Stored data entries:
....................
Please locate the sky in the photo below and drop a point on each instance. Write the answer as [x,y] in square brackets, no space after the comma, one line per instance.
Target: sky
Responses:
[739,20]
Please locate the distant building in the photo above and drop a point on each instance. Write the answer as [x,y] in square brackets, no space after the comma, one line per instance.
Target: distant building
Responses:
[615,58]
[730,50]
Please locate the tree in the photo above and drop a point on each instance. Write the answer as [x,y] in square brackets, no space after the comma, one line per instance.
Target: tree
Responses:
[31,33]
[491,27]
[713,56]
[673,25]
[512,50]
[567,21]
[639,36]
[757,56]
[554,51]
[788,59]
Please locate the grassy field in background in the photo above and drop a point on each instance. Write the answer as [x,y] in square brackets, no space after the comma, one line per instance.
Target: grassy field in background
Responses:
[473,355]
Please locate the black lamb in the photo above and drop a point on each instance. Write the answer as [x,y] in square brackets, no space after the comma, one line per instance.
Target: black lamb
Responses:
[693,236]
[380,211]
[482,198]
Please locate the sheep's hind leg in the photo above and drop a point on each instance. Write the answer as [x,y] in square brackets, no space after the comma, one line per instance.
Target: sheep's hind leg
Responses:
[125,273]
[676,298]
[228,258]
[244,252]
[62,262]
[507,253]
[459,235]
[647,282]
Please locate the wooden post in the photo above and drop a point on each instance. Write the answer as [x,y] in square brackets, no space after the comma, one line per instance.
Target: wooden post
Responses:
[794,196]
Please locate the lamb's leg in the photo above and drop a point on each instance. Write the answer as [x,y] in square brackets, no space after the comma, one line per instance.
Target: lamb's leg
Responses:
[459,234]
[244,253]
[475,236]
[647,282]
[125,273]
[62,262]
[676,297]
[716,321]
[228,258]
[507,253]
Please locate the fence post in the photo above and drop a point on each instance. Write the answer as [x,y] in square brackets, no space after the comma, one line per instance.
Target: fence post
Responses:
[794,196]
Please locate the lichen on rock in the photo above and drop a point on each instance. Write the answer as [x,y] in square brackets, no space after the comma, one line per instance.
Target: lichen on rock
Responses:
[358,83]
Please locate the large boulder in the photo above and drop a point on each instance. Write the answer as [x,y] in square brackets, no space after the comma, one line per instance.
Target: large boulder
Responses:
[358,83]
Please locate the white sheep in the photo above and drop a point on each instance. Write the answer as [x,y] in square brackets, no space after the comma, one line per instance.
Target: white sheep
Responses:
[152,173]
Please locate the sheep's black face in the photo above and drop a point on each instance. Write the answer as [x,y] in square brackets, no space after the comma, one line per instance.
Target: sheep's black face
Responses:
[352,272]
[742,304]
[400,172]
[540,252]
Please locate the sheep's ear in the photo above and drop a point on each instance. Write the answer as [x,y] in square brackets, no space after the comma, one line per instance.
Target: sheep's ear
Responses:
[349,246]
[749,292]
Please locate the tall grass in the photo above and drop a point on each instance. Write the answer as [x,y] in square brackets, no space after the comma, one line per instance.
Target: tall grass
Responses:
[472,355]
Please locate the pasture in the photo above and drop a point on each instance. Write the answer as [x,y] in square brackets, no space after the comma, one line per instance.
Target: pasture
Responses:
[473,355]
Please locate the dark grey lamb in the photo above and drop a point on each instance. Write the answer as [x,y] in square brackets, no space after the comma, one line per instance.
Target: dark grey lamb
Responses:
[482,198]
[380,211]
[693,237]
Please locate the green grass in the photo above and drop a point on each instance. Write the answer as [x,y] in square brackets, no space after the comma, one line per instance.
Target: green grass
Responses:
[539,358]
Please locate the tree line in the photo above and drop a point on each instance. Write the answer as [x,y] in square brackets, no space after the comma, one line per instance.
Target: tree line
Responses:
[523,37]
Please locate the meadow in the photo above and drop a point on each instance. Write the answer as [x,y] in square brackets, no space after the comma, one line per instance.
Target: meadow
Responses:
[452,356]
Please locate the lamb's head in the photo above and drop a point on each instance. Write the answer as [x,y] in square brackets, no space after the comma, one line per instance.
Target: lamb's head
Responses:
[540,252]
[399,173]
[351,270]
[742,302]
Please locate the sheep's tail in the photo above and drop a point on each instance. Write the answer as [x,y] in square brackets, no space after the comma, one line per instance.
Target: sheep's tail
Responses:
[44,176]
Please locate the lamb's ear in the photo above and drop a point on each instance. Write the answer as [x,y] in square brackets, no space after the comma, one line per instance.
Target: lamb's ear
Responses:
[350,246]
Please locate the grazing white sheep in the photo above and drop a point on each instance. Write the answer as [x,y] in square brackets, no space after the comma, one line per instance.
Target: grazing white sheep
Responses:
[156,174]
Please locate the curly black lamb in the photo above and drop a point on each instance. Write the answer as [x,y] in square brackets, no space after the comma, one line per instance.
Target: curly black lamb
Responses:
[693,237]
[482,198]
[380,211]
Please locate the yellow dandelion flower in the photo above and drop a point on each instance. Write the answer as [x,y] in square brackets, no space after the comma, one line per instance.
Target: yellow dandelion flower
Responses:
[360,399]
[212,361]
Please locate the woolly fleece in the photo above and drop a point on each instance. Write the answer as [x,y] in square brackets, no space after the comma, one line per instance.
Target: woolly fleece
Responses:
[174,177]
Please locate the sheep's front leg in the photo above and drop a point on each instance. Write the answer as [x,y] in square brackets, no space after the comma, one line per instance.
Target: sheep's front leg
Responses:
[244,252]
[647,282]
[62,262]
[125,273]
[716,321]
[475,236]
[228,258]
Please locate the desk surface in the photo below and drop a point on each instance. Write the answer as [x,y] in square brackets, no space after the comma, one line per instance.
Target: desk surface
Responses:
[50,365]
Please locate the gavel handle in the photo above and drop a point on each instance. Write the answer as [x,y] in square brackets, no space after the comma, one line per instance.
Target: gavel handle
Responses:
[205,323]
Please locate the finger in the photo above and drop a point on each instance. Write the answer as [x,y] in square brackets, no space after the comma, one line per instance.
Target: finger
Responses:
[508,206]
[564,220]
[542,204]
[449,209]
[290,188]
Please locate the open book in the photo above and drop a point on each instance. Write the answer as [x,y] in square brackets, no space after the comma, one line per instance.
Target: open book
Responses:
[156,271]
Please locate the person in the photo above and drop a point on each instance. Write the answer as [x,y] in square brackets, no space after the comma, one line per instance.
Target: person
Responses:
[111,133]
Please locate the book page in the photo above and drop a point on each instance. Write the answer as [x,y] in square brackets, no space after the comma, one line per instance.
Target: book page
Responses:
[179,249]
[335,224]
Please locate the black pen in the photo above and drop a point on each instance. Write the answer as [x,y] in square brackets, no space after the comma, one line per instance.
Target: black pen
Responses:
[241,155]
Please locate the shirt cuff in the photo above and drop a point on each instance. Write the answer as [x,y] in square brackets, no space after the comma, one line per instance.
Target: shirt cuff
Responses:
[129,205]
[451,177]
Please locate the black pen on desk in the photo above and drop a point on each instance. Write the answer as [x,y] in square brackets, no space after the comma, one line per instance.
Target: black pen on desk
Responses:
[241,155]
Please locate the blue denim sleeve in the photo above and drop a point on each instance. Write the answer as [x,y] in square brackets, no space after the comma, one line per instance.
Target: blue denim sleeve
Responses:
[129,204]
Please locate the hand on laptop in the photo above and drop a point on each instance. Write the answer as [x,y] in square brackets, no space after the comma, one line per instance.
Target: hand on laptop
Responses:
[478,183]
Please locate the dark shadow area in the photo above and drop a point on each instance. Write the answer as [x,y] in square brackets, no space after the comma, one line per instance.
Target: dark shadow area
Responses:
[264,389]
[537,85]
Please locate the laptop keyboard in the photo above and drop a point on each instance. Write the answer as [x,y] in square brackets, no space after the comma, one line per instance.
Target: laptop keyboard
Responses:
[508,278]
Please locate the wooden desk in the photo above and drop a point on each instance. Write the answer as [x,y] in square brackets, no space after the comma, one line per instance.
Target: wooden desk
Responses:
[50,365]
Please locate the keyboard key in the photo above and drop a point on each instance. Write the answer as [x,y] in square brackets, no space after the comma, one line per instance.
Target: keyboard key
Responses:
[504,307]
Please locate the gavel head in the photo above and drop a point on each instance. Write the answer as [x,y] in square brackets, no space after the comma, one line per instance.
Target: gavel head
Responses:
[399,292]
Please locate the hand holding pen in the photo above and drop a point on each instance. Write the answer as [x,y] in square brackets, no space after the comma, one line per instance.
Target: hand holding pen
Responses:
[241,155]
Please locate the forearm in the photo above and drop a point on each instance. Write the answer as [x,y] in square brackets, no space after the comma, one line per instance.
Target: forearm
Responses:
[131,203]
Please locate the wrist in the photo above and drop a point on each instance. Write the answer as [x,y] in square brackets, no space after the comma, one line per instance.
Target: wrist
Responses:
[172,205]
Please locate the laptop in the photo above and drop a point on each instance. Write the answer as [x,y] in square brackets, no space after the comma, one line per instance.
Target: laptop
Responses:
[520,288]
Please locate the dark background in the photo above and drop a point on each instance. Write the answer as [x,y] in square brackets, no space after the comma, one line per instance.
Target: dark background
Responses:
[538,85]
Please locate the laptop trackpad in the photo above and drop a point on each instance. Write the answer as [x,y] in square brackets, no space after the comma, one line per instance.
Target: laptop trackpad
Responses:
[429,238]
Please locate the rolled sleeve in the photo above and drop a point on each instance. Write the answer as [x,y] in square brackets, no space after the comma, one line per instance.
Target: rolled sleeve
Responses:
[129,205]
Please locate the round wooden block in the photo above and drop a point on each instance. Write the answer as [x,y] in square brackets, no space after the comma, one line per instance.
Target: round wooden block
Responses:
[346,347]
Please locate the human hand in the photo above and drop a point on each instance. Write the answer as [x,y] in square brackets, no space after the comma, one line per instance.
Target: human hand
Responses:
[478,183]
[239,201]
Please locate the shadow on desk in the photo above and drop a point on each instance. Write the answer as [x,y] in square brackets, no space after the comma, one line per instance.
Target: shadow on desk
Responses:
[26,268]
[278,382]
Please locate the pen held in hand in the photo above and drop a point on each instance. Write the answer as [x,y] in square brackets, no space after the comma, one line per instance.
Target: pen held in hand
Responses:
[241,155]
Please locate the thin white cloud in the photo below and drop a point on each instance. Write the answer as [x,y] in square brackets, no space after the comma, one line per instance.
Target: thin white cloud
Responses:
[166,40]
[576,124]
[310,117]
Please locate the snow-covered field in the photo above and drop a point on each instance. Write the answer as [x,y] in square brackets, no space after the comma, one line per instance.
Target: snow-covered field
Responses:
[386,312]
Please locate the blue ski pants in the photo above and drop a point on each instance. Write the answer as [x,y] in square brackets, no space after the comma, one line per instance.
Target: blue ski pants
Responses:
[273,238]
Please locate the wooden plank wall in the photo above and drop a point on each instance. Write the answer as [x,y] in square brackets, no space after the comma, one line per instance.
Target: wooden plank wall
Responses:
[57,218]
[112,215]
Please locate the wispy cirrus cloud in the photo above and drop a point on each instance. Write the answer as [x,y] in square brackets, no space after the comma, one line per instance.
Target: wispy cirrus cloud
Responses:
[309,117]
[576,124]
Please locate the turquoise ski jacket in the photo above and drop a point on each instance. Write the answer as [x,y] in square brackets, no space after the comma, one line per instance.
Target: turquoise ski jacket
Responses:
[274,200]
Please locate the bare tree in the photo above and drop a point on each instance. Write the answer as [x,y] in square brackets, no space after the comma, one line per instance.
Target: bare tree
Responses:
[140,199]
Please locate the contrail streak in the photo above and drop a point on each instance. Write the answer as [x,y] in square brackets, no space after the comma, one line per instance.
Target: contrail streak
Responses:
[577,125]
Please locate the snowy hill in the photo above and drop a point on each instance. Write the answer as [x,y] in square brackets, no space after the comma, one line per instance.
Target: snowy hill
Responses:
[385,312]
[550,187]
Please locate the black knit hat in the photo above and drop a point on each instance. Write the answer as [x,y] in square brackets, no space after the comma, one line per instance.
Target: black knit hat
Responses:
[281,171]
....................
▶ _Exercise instructions_:
Output only the lines from the one holding "Please locate the wooden plank" through the last line above, exactly as they appear.

▶ _Result of this task_:
Please locate the wooden plank wall in the photo above and drop a point on each instance. Write the answer as [x,y] in square brackets, no space after the comma, one line per instance.
Target: wooden plank wall
Responses:
[57,218]
[112,215]
Please locate the wispy cirrus cloud in the photo above and drop a point on each instance. Write the answer as [x,y] in square brackets, no space after the comma, one line per instance.
Target: wispy cirrus cloud
Responses:
[309,117]
[576,124]
Please locate the turquoise ski jacket in the photo above and drop a point on each instance. Write the answer as [x,y] in square brackets, no space after the comma, one line per instance.
Target: turquoise ski jacket
Responses:
[274,200]
Please locate the bare tree in the photo above and drop a point on each instance. Write the answer as [x,y] in square brackets, no space after the comma, one line per instance.
Target: bare tree
Responses:
[140,199]
Please locate the contrail streak in the photo above and drop a point on each instance. Write the answer as [x,y] in square brackets, no space after the comma, one line per instance.
Target: contrail streak
Responses:
[577,125]
Please locate the snowy hill in the photo above and drop a point on each instance. Write the answer as [x,y] in square brackets, no space after the comma, one line per instance.
Target: snowy hill
Responses:
[385,312]
[550,187]
Please locate the black knit hat in the photo above and drop a point on each instance. Write the answer as [x,y] in square brackets, no space after the comma, one line per instance.
Target: black knit hat
Responses:
[281,171]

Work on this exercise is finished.